WORK REQUEST: Your reply should reproduce each line below exactly and carry none of the pictures.

### THE DATA

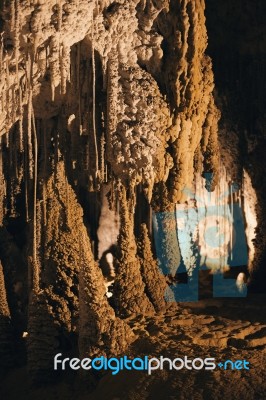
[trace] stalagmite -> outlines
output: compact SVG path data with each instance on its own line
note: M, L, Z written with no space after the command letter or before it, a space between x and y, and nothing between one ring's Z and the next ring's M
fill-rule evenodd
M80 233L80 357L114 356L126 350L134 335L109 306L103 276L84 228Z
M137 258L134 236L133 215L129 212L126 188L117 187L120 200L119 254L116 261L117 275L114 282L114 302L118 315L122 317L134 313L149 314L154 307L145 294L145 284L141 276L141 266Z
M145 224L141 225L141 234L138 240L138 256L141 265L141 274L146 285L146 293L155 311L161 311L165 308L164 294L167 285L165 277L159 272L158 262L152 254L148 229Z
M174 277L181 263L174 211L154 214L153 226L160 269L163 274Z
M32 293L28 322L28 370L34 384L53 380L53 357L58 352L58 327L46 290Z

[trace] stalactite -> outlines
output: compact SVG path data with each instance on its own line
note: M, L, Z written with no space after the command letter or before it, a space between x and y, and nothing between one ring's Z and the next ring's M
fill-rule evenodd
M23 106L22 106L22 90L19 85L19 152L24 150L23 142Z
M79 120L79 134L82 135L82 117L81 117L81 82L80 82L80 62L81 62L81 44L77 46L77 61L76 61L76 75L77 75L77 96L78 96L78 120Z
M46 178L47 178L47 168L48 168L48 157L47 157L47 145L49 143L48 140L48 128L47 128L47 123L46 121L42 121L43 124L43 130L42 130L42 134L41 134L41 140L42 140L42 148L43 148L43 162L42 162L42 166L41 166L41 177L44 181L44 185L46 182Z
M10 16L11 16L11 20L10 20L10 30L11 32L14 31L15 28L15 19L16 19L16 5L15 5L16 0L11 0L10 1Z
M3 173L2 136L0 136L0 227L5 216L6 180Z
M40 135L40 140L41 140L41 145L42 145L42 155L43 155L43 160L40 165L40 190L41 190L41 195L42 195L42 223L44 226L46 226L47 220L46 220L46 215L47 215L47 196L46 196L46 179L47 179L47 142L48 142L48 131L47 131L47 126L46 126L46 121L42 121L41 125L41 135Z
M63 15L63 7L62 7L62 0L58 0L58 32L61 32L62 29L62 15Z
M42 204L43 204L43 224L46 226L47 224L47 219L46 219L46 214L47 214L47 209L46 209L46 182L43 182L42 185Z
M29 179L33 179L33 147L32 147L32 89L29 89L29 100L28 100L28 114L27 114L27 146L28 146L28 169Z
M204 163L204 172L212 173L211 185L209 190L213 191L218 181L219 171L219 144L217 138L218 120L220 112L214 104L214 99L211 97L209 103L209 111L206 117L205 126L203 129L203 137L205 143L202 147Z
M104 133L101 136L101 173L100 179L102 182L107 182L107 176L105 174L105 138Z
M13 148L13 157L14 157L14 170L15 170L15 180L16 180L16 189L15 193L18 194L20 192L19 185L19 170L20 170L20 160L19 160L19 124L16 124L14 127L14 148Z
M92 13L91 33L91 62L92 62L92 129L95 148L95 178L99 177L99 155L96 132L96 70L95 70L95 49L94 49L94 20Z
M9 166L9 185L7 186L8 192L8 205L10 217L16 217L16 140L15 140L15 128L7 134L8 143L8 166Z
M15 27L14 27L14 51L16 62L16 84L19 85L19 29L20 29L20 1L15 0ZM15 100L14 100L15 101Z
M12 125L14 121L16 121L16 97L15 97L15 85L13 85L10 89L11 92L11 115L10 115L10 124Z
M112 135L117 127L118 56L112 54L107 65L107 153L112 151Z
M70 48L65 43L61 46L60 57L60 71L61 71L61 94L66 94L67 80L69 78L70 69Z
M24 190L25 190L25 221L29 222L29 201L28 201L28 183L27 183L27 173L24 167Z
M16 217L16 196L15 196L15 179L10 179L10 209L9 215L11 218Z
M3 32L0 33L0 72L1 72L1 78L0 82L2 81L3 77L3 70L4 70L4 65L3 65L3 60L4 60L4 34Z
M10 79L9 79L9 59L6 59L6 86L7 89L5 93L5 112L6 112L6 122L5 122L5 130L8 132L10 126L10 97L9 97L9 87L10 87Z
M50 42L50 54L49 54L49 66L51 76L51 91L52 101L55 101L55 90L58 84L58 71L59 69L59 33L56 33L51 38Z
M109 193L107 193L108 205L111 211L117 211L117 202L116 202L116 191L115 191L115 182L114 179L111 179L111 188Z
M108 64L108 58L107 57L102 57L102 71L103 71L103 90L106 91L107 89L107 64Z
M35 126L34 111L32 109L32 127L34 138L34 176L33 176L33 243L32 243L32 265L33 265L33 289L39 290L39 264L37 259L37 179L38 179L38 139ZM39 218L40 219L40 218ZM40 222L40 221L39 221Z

######

ANSWER TO THIS PROBLEM:
[trace] stalagmite -> outlines
output: compact SVG path data with each instance on its own line
note: M, L, Z written with no space after the command letter or before it, a space between x and y, and nothing between one ring's Z and the next ring's M
fill-rule evenodd
M80 233L80 357L114 356L126 350L134 335L109 306L103 276L84 228Z
M137 258L134 236L133 215L129 212L126 188L117 187L120 200L119 254L116 261L117 275L114 282L114 302L118 315L122 317L134 313L149 314L154 307L145 294L145 284L141 276L141 266Z
M145 224L141 225L141 234L138 240L138 256L141 265L141 274L146 285L146 293L155 311L161 311L165 308L164 294L167 285L165 277L159 272L158 262L152 254L148 229Z
M174 277L181 263L174 211L154 214L153 226L160 269L163 274Z
M32 293L28 322L28 370L34 384L53 380L53 357L58 352L58 327L46 290Z

[trace] stalactite -> outlines
output: compact SVG path data with each instance on its own line
note: M, L, Z written with no space after the command letter or before it, a space between x and y, and nothing between one ring's Z and the next ring's M
fill-rule evenodd
M23 106L22 106L22 90L19 85L19 152L24 150L23 142Z
M79 120L79 134L82 135L82 117L81 117L81 82L80 82L80 62L81 62L81 44L77 46L77 61L76 61L76 75L77 75L77 96L78 96L78 120Z
M46 178L47 178L47 168L48 168L48 157L47 157L47 145L49 143L48 140L48 128L47 128L47 123L46 121L42 121L43 124L43 130L42 130L42 134L41 134L41 140L42 140L42 148L43 148L43 162L42 162L42 166L41 166L41 177L44 181L44 185L46 182Z
M10 16L11 16L11 20L10 20L10 30L11 32L14 31L15 28L15 19L16 19L16 5L15 5L16 0L11 0L10 1Z
M3 173L2 136L0 136L0 227L5 216L6 180Z
M40 135L40 140L41 140L41 145L42 145L42 155L43 155L43 160L40 165L40 190L41 190L41 195L42 195L42 223L44 226L46 226L47 220L46 220L46 215L47 215L47 196L46 196L46 179L47 179L47 142L48 142L48 131L47 131L47 126L46 126L46 121L42 121L41 125L41 135Z
M63 15L63 7L62 7L62 0L58 0L58 32L61 32L62 29L62 15Z
M42 204L43 204L43 224L46 226L47 224L47 219L46 219L46 214L47 214L47 209L46 209L46 182L43 182L42 185Z
M29 179L33 179L33 147L32 147L32 89L29 89L29 100L28 100L28 114L27 114L27 146L28 146L28 169Z
M204 163L204 172L212 173L211 185L209 190L213 191L218 181L219 171L219 144L217 138L218 120L220 112L214 104L214 99L211 97L209 103L209 111L206 117L205 126L203 129L203 137L205 143L202 147Z
M104 133L101 136L101 173L100 179L102 182L107 182L107 176L105 174L105 138Z
M13 148L13 157L14 157L14 170L15 170L15 180L16 180L16 189L15 193L18 194L20 192L19 185L19 170L20 170L20 160L19 160L19 124L16 124L14 127L14 148Z
M92 13L91 33L91 62L92 62L92 129L95 148L95 178L99 177L99 155L96 132L96 70L95 70L95 49L94 49L94 20Z
M9 166L9 185L7 186L8 192L8 205L10 217L16 217L16 140L15 140L15 128L7 134L8 143L8 166Z
M15 27L14 27L14 51L16 62L16 84L19 85L19 29L20 29L20 1L15 0ZM15 100L14 100L15 101Z
M12 125L14 121L16 121L16 97L15 97L15 85L13 85L10 89L11 92L11 115L10 115L10 124Z
M112 135L117 127L118 56L112 54L107 65L107 153L112 151Z
M70 48L65 43L61 46L60 57L60 71L61 71L61 94L66 94L67 80L69 78L70 69Z
M24 190L25 190L25 221L29 222L29 201L28 201L28 183L27 183L27 173L24 167Z
M16 217L16 196L15 196L15 179L10 179L10 209L9 215L11 218Z
M3 32L0 33L0 72L1 72L1 78L0 82L2 81L3 77L3 70L4 70L4 65L3 65L3 60L4 60L4 34Z
M10 79L9 79L9 59L6 59L6 86L7 89L5 93L5 112L6 112L6 122L5 122L5 130L8 132L10 126L10 97L9 97L9 87L10 87Z
M50 42L50 54L49 54L49 66L51 76L51 91L52 101L55 101L55 90L58 84L58 71L59 69L59 33L56 33L51 38Z
M109 193L107 193L108 205L111 211L117 211L117 202L116 202L116 191L115 191L115 182L114 179L111 179L111 188Z
M108 64L108 58L107 57L102 57L102 71L103 71L103 90L106 91L107 89L107 64Z
M35 126L34 111L32 109L32 127L34 138L34 176L33 176L33 243L32 243L32 265L33 265L33 289L39 290L39 264L37 259L37 179L38 179L38 139ZM39 218L40 219L40 218ZM40 222L40 221L39 221Z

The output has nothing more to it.